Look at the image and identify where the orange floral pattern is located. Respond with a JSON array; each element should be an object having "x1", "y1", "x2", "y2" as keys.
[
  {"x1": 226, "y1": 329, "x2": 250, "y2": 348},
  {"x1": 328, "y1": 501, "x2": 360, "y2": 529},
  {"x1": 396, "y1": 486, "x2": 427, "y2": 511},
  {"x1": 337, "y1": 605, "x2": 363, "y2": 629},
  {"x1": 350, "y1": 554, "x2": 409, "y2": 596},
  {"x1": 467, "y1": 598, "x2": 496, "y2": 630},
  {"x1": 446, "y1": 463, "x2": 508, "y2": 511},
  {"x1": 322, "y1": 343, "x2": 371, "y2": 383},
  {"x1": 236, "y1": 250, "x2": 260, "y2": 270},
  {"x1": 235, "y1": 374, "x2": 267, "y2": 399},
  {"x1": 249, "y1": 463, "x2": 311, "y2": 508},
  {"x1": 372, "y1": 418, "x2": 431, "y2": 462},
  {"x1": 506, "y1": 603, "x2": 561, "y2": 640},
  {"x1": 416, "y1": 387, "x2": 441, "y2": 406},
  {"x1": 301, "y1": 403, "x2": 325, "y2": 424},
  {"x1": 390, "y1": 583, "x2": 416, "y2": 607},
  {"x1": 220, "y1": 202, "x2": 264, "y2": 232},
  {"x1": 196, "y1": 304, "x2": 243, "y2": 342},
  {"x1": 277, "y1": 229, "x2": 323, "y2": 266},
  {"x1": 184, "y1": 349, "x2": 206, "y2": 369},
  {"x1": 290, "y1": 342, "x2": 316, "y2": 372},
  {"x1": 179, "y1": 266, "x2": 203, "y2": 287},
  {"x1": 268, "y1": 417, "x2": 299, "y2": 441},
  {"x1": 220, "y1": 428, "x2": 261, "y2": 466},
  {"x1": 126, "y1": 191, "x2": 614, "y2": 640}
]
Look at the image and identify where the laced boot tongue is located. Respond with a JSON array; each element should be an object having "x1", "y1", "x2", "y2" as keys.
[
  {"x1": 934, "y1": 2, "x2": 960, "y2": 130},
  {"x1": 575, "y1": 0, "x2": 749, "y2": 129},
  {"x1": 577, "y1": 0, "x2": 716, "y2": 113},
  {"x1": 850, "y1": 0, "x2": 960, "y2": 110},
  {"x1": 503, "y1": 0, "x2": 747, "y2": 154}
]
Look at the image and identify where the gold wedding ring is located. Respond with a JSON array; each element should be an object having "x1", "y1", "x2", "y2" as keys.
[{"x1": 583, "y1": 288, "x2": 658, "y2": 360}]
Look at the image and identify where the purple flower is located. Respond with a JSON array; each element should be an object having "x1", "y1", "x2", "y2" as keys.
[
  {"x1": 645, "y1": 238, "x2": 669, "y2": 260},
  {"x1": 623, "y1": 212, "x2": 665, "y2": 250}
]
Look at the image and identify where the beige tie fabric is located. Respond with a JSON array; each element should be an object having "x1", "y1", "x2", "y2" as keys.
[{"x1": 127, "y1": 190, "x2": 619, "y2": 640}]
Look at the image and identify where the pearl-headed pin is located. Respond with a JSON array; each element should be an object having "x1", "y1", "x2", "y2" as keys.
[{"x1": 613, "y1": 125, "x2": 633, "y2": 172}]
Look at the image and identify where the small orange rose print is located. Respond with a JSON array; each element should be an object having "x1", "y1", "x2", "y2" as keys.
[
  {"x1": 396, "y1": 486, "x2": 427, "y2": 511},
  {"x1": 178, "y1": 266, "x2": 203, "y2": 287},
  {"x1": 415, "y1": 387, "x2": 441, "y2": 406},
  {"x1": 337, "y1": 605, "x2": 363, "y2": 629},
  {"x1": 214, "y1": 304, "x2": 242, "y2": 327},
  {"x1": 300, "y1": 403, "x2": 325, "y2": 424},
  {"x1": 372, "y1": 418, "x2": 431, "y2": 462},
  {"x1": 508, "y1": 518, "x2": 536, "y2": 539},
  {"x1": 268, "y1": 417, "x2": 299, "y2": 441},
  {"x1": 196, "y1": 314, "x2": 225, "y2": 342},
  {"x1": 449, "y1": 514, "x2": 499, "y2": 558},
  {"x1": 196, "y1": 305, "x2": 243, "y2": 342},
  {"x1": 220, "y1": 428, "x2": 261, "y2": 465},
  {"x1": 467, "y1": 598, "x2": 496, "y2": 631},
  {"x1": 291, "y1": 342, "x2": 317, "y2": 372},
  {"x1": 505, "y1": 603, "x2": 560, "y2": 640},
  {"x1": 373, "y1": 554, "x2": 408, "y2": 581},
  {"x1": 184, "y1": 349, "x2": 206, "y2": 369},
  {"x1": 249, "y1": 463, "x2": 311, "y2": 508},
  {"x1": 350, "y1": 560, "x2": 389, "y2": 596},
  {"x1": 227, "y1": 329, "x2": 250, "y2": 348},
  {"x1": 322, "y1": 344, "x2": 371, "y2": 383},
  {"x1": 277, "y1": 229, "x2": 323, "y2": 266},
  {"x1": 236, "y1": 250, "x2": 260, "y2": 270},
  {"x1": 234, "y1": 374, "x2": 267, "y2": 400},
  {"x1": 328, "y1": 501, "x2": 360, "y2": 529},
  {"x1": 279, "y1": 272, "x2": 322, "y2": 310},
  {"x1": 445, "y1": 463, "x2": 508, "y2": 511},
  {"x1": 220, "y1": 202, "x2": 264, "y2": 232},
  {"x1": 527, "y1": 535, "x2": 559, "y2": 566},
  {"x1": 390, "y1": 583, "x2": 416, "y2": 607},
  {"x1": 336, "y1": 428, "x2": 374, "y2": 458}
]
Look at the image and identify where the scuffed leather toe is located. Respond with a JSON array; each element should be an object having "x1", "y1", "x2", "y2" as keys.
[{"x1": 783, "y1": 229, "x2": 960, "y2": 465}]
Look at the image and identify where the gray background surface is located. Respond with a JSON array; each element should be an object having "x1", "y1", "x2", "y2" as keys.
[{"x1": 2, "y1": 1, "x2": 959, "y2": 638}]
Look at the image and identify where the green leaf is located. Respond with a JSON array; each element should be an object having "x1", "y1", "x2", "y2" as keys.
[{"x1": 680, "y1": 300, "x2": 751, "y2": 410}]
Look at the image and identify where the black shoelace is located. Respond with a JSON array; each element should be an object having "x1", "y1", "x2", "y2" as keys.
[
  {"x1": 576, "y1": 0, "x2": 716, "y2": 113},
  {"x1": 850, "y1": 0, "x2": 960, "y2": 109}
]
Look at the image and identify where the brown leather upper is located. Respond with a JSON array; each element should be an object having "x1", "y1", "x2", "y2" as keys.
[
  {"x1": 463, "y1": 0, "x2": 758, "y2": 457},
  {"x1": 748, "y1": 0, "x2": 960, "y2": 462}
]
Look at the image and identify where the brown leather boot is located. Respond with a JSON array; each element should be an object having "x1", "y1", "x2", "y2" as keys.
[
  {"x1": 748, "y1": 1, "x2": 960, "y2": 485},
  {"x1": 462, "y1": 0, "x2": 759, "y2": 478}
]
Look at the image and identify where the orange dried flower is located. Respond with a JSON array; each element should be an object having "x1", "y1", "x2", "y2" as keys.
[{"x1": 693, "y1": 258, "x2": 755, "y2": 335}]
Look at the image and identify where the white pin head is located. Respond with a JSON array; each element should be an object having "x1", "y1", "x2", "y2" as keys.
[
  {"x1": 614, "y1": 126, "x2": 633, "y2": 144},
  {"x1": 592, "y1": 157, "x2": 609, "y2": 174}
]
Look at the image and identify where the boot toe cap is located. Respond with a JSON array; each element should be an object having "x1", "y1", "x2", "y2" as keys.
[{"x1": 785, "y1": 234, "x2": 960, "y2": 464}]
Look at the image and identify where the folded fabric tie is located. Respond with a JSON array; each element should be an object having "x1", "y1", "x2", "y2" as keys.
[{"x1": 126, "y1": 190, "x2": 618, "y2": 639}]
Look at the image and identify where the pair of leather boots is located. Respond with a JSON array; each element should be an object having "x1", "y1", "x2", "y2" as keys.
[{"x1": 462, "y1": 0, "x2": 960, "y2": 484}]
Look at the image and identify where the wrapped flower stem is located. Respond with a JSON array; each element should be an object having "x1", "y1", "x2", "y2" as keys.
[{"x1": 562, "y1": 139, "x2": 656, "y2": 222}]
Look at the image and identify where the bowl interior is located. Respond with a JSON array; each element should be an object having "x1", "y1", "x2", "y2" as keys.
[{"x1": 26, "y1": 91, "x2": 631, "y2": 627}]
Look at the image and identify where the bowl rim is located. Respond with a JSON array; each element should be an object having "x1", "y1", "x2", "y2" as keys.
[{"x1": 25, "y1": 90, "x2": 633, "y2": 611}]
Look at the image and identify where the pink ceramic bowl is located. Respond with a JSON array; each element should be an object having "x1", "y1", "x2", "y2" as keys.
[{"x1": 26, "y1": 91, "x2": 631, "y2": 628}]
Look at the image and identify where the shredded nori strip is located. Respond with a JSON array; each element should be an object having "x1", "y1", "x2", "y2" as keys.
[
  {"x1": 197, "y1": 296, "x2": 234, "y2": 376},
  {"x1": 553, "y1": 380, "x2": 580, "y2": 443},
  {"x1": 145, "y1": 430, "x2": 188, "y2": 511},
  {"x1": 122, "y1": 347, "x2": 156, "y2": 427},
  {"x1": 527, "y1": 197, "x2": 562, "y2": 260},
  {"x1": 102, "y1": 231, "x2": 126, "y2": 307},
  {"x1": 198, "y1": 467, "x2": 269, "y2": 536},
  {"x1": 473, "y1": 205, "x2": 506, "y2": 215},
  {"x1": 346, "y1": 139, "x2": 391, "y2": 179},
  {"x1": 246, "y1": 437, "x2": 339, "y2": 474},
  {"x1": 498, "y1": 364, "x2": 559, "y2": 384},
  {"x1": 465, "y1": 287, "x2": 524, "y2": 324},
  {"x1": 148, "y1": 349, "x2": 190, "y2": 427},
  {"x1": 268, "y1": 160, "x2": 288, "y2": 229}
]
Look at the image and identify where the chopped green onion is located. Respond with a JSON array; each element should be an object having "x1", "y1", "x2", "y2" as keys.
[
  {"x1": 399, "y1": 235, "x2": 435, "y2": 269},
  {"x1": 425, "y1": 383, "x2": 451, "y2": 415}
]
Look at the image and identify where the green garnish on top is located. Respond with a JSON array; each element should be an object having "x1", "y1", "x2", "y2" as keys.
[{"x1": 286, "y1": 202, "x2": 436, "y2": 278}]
■ ■ ■ ■ ■
Everything from the line with "Look at the image and identify where the green garnish" to the last line of the entries is to be written out exactly; omit all earlier lines.

_Solution for this task_
Look at the image and identify where the green garnish on top is located. Respond with a JSON array; each element should be an object having "x1", "y1", "x2", "y2" as keys.
[{"x1": 286, "y1": 202, "x2": 436, "y2": 278}]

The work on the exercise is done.